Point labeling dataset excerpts
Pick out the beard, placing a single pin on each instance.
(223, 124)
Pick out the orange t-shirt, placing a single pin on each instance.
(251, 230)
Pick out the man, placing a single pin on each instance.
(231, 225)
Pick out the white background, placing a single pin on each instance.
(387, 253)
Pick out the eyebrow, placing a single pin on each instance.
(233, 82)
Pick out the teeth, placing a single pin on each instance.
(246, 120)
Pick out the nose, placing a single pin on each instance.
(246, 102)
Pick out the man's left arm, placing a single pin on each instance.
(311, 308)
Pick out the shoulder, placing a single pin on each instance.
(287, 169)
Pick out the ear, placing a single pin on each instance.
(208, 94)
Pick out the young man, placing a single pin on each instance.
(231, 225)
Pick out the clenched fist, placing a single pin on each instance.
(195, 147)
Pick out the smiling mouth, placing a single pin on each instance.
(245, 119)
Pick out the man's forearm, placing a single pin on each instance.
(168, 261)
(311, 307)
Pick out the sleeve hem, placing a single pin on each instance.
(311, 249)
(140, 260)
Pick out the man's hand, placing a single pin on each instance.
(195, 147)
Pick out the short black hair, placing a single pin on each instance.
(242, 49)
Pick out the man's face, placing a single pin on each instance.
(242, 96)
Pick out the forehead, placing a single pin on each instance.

CHALLENGE: Exactly as they are written, print the entries again.

THE SOLUTION:
Pick out the beard, placing a single pin on each instance.
(223, 124)
Pick out the orange t-shirt, placing a single pin on each instance.
(251, 230)
Pick out the man, placing a single pin on each instance.
(231, 225)
Pick out the white background, placing a single pin on each instance.
(387, 253)
Pick out the eyebrow, placing a single pin on each instance.
(233, 82)
Pick out the teeth, placing a single pin on each instance.
(246, 120)
Pick out the nose, placing a single pin on each instance.
(246, 102)
Pick out the man's left arm, placing a single pin on each instance.
(311, 308)
Pick out the shoulder, placing a single pin on each instance.
(287, 169)
Pick out the ear, placing a single pin on each instance.
(208, 94)
Pick out the young man, placing a single pin on each instance.
(231, 225)
Pick out the clenched fist, placing a single pin on each instance.
(195, 147)
Pick out the smiling mouth, placing a single pin on each instance.
(245, 119)
Pick out the man's forearm, placing a single pin on each instance.
(168, 261)
(311, 307)
Pick out the sleeve hem, placing a single pin on each instance.
(311, 249)
(140, 260)
Pick out the man's hand, placing a single pin on each instance.
(195, 147)
Pick out the short black hair, placing a single pin on each instance.
(242, 49)
Pick out the man's face, placing a single pin on each instance.
(242, 96)
Pick out the forehead, placing a single pin on each instance.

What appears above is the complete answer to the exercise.